##### Recorded data #####

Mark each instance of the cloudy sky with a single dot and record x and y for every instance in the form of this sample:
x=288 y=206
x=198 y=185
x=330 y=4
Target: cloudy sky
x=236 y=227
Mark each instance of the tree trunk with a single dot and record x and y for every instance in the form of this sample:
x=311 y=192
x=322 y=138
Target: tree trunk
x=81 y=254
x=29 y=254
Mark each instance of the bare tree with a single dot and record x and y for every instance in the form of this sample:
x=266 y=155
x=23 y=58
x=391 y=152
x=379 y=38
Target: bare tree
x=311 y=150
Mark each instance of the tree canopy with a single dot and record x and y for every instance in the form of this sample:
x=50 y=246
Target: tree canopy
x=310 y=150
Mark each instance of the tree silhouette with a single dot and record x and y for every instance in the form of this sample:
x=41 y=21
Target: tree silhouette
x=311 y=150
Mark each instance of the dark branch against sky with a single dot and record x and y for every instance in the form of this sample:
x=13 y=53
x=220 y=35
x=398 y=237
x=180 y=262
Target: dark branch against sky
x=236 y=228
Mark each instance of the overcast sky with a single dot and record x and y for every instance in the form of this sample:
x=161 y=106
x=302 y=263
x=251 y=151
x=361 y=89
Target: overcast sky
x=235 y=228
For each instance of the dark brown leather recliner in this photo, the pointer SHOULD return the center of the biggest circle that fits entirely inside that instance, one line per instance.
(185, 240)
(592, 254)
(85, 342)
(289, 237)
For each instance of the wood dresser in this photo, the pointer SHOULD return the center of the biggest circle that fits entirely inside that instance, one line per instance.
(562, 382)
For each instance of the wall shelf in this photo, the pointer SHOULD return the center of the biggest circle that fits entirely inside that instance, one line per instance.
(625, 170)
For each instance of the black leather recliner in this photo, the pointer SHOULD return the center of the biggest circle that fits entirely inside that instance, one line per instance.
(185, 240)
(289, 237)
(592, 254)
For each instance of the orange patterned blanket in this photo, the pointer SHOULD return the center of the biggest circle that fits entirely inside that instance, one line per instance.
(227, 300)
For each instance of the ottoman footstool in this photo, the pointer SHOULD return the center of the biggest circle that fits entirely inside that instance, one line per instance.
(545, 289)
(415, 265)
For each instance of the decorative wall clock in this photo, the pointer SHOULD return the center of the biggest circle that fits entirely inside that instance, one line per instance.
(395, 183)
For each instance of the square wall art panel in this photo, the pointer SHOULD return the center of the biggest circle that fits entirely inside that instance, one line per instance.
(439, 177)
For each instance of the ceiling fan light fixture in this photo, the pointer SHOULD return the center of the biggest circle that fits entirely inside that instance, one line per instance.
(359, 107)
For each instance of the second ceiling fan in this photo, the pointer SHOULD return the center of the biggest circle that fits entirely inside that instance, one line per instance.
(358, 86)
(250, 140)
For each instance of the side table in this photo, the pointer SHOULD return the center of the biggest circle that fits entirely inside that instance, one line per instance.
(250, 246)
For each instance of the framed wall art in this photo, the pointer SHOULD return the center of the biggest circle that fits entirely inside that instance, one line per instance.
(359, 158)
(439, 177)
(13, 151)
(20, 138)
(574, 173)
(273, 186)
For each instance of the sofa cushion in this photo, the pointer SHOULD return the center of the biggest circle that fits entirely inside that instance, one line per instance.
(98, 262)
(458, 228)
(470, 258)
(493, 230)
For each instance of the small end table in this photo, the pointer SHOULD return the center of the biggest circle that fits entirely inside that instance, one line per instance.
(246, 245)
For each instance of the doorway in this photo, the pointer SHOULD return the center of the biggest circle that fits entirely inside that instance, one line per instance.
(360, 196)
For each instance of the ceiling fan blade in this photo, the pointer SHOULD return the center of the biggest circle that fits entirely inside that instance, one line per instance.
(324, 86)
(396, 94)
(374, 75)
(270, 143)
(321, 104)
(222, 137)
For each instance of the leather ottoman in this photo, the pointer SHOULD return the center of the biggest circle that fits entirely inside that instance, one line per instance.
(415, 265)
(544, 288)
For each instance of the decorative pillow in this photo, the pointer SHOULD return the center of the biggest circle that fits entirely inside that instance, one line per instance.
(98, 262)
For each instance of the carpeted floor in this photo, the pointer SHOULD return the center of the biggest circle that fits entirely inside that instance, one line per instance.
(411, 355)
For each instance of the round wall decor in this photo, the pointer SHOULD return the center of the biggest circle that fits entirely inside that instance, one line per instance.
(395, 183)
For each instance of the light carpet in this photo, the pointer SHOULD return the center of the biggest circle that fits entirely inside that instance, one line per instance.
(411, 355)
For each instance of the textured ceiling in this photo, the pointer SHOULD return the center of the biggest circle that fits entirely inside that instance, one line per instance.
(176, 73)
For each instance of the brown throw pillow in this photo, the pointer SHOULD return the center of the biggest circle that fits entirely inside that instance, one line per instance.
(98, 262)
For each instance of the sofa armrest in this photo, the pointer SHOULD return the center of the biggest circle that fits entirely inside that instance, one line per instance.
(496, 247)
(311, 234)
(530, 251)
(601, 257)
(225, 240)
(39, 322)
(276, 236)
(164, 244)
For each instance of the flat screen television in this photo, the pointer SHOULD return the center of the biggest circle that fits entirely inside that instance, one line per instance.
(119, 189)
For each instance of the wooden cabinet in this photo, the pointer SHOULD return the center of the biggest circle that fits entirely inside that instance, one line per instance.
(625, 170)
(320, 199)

#####

Exercise instructions:
Retype all the data. Nothing may be left out or altered.

Task solution:
Mark each instance of the cloudy sky with a single dot and record x and y for every instance in the form of this sample:
x=288 y=206
x=198 y=185
x=330 y=4
Target: cloudy sky
x=236 y=227
Mark each instance of the tree trunk with a single dot and record x and y for every instance in the form of this sample:
x=311 y=192
x=322 y=138
Target: tree trunk
x=81 y=254
x=29 y=254
Mark each instance of the bare tree with a single dot and record x and y for every instance in the form of this sample:
x=266 y=155
x=23 y=58
x=391 y=152
x=379 y=38
Target: bare tree
x=311 y=150
Mark each instance of the tree canopy with a single dot and record x and y for every instance in the form of this sample:
x=50 y=246
Target: tree canopy
x=310 y=150
Mark each instance of the tree silhouette with a single dot and record x and y for every instance in the form of this sample:
x=41 y=21
Target: tree silhouette
x=311 y=150
Mark each instance of the dark branch against sky with a single dot and record x and y for every instance in the form of this sample:
x=13 y=53
x=220 y=35
x=398 y=237
x=180 y=262
Target: dark branch against sky
x=236 y=228
Mark each instance of the overcast sky with a single dot and record x and y for every instance in the form of this sample:
x=161 y=106
x=302 y=263
x=251 y=151
x=361 y=89
Target: overcast sky
x=235 y=228
For each instance of the dark brown leather recliner in this photo, the pointer SHOULD return the center of the biggest circle that fits entirely inside that instance, one line per instance.
(185, 240)
(592, 254)
(85, 342)
(289, 237)
For each instance of the wood dresser in this photo, the pointer SHOULD return the center of the biggest circle that fits entirely inside that instance, one line per instance.
(562, 382)
For each instance of the wall shelf in this photo, the pointer SHOULD return the center of the biggest circle that fits entirely inside that instance, one line per instance.
(625, 170)
For each instance of the black leather recliner in this photo, the pointer SHOULD return the center of the biggest circle that fits entirely inside that instance, one line per instance.
(185, 240)
(289, 237)
(592, 254)
For each instance of the orange patterned blanket in this photo, the pointer SHOULD return the center of the biggest circle that fits entirely inside that instance, one line per instance.
(227, 300)
For each instance of the ottoman footstool in this photo, the pointer SHOULD return the center of the biggest circle that fits entirely inside that instance, one line per instance.
(545, 289)
(415, 265)
For each instance of the decorative wall clock in this photo, the pointer SHOULD return the center of the biggest circle that fits entirely inside that instance, one line per instance.
(395, 183)
For each instance of the square wall art panel in this photo, the pointer SHOULD return the center of the biggest circle that fits entirely inside that instance, one line per instance.
(439, 177)
For each instance of the ceiling fan light fixture in this photo, the pointer SHOULD return the center of the biggest circle that fits entirely inside that instance, one line per instance.
(359, 107)
For each instance of the second ceiling fan in this photo, the pointer SHOULD return the center of the biggest circle that fits entirely inside that instance, one line per instance.
(358, 86)
(250, 140)
For each instance of the side table in this photo, the pointer SHOULD return the center of the biggest circle that fits entirely inside that instance, one line per instance.
(250, 246)
For each instance of the framed wall art in this photo, the pointer SHOULD return the center of the biggest circle that fits entirely inside that instance, one line per instance.
(359, 158)
(439, 177)
(13, 151)
(20, 138)
(574, 173)
(273, 186)
For each instance of the sofa cushion in this photo, the pointer SHOULD return the center of the biggest circle that fits entirely inside that instance, one line per instance.
(98, 262)
(458, 228)
(470, 258)
(493, 230)
For each instance of the small end table in this photo, the pointer SHOULD return the center of the biggest circle that fits entirely inside that instance, one line per instance.
(246, 245)
For each instance of the doorway in this photo, the pointer SHOULD return the center of the biggest circle that fits entirely inside that instance, one line per instance.
(360, 196)
For each instance of the ceiling fan blade in this photo, the pointer SHOULD return the center of the biggest circle that fits entirely inside that instance, one line per instance.
(324, 86)
(396, 94)
(374, 75)
(270, 143)
(321, 104)
(222, 137)
For each instance of the leather ottoman in this photo, the pointer SHOULD return the center of the biggest circle that fits entirely inside that instance, one line per instance.
(415, 265)
(544, 288)
For each instance of the decorative pillow in this photo, the pointer SHOULD return the center of the biggest circle that fits entirely inside that instance, one line per instance.
(98, 262)
For each instance of the carpeted floor in this photo, the pointer SHOULD return the center of the biggest circle that fits entirely inside that instance, one line per instance.
(411, 355)
For each instance of the round wall decor in this photo, the pointer SHOULD return the center of the biggest circle that fits entirely inside that instance, one line per instance.
(395, 183)
For each instance of the light carpet in this photo, the pointer SHOULD return the center of the biggest circle that fits entirely inside that instance, one line per instance.
(411, 355)
For each instance of the textured ceiling in this photo, the pointer SHOULD return the center of the biggest circle that fits entirely inside that instance, one line per instance.
(176, 73)
For each instance of the brown throw pillow in this photo, the pointer SHOULD return the center of the biggest circle that fits entirely inside that instance, one line per instance.
(98, 262)
For each instance of the sofa armrest in this photo, the pointer SHOULD return the center of the biggest circle that fits entirely inside that instance, one line per instance.
(496, 247)
(311, 234)
(530, 251)
(601, 257)
(225, 240)
(39, 322)
(276, 236)
(164, 244)
For each instance of the flat screen television in this photo, the pointer SHOULD return the center of the biggest circle that fits entirely inside that instance, one line per instance.
(119, 189)
For each instance of the wooden cabinet in this photo, the pointer SHOULD return the center of the biggest circle that fits entirely inside that instance, one line per instance.
(625, 170)
(320, 199)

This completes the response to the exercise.